**ABOUT THIS TASK**
Set down, word for word, the part of the thin-film article below between "A multidisciplinary team" and "significantly low temperatures.", inclusive.

TEXT UNDER STUDY section start

Single-step process simplifies development of new materials

A multidisciplinary team has developed a low-temperature process that removes complex, time-consuming steps from the development of new materials.

The team at the University of Texas at Austin’s Cockrell School of Engineering is using microwave energy to assemble atoms into thin films and is growing them directly onto a substrate at significantly low temperatures.

Results of the team’s research, conducted under the supervision of Prof Arumugam Manthiram of the Texas Materials Institute and the Department of Mechanical Engineering and Prof Ali Yilmaz of the Department of Electrical and Computer Engineering, were published in the 19 December issue of Scientific Reports.

‘Lowering the temperature at which thin films of relevant materials can be grown is one of the key focus areas of our research,’ said Reeja Jayan, postdoctoral fellow at the University of Texas at Austin and one of the lead authors of the paper. ‘With our microwave process, we could bring down temperatures to the level that enables us to grow materials on heat-sensitive surfaces, such as plastics, without damaging them.’

The conventional methods for growing thin films typically require temperatures of more than 450ºC for several hours and a cumbersome multi-step process.

TEXT UNDER STUDY section end
DATA FOR REVIEW section start

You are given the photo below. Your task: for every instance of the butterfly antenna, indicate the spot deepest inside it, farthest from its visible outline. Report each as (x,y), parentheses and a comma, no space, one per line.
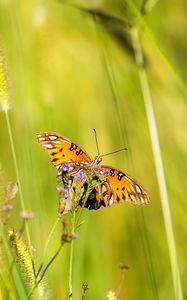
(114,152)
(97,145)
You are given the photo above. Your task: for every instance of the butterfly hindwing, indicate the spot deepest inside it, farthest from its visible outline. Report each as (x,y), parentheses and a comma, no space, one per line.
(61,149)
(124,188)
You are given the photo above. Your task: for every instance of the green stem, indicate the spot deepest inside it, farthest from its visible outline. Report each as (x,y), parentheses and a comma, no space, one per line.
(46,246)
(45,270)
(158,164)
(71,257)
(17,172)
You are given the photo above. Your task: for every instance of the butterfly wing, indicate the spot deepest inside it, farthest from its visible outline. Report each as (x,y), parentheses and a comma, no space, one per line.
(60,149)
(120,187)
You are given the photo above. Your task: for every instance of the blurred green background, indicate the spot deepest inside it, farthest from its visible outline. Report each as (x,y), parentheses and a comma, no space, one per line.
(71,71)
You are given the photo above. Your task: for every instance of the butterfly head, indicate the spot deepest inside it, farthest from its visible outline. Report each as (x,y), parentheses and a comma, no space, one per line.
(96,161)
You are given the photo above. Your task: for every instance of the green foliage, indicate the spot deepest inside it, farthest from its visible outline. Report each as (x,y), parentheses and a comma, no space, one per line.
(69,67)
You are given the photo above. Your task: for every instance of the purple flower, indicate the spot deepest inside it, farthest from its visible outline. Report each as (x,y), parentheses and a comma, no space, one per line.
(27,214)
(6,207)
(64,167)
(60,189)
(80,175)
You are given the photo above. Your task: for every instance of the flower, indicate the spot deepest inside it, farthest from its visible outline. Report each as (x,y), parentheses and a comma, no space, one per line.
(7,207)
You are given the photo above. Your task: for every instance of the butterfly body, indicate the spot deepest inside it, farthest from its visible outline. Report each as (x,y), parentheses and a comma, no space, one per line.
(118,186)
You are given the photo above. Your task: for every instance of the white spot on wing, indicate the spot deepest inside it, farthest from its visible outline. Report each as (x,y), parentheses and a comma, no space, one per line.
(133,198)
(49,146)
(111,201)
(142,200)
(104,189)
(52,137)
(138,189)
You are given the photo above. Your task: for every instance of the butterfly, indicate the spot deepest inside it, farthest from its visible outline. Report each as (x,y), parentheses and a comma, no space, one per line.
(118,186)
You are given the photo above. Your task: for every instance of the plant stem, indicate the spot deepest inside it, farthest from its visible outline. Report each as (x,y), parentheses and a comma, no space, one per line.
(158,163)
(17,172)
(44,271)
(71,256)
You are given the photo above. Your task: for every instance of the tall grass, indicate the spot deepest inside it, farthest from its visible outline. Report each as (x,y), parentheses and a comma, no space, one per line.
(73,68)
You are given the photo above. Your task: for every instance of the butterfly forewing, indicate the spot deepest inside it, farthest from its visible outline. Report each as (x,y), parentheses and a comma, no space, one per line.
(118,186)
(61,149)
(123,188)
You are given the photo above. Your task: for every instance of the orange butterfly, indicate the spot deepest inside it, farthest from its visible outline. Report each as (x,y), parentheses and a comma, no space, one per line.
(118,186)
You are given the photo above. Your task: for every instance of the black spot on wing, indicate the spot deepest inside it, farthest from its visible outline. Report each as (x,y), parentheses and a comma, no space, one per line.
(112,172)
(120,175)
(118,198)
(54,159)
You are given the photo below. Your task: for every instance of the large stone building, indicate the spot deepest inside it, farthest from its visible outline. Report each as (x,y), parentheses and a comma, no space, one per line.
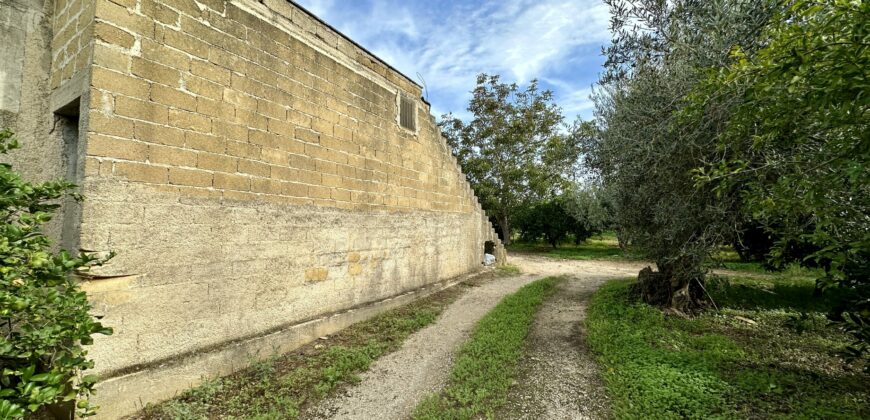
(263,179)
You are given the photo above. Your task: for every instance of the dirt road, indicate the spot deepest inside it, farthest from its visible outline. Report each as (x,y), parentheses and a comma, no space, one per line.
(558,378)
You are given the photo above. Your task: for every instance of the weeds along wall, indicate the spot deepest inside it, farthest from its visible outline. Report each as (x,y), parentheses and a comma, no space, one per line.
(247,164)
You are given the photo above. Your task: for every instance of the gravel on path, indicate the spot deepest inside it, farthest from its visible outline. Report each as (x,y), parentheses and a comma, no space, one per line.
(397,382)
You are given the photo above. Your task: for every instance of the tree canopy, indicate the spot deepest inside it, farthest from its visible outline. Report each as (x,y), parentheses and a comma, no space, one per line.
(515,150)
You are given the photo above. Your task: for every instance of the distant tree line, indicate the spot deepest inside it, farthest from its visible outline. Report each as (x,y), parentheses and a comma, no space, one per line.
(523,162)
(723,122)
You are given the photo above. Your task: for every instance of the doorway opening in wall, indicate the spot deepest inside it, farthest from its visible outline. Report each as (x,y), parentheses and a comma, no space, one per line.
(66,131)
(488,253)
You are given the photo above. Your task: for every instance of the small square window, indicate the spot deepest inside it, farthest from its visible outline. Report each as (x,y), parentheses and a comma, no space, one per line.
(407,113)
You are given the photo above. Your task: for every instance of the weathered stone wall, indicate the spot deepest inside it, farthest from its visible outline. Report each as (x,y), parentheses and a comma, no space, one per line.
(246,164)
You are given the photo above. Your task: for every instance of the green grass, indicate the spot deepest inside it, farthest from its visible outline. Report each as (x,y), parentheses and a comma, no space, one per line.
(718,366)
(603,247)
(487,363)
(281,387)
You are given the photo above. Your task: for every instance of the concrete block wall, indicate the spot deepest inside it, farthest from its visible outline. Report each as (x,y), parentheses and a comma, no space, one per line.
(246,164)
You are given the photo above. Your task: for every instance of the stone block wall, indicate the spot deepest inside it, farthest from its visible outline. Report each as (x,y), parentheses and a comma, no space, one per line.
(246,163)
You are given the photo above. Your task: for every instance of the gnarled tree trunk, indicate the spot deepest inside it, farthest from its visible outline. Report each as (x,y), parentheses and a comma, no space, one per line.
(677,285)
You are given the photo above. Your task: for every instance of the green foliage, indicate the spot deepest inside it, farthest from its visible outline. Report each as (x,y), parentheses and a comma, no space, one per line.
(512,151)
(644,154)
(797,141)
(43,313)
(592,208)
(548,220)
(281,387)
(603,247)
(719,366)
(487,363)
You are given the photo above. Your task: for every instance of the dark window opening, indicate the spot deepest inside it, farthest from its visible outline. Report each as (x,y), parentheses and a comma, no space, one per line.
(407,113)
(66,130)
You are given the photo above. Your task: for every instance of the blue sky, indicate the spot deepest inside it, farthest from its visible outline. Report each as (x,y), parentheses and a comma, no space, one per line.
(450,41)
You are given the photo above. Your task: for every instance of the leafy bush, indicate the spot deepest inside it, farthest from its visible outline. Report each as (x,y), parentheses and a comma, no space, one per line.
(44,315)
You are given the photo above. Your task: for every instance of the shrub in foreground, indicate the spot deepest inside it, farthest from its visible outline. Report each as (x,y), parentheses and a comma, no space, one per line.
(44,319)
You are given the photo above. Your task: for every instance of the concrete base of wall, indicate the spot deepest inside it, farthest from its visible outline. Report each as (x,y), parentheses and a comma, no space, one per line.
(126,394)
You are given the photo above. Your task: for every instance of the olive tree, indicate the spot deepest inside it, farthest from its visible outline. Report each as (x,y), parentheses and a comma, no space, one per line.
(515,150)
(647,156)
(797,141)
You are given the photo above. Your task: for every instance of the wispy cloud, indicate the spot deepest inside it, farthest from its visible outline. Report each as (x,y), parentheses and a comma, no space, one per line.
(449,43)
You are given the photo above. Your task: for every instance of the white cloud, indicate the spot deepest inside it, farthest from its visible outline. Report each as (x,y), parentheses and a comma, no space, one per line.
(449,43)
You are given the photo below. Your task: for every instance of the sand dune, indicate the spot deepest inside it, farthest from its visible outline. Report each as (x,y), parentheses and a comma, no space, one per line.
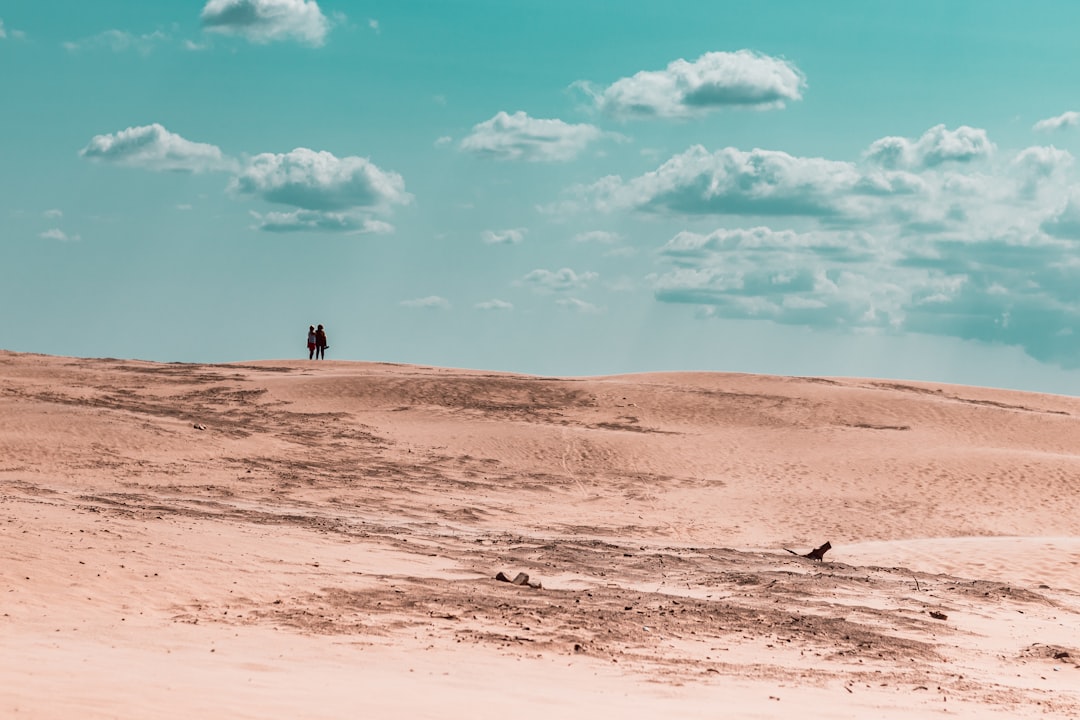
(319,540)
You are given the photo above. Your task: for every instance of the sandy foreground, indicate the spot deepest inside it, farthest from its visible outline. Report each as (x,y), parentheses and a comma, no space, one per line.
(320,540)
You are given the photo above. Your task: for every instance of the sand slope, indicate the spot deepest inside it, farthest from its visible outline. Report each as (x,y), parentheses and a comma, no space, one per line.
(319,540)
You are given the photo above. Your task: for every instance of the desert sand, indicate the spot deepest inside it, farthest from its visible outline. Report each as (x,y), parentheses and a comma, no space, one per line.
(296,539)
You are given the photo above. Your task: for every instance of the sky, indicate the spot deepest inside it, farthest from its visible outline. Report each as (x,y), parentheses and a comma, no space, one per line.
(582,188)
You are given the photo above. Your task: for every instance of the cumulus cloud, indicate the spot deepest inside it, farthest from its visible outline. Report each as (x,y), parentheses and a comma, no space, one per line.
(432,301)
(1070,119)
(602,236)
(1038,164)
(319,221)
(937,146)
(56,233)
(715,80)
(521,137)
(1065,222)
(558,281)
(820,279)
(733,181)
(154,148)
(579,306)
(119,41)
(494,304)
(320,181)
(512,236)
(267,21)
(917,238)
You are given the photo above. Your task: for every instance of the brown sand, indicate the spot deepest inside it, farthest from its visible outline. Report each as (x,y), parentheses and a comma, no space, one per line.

DATA FOR REVIEW section end

**FINAL ANSWER**
A multidisciplinary team has developed a low-temperature process that removes complex, time-consuming steps from the development of new materials.

The team at the University of Texas at Austin’s Cockrell School of Engineering is using microwave energy to assemble atoms into thin films and is growing them directly onto a substrate at significantly low temperatures.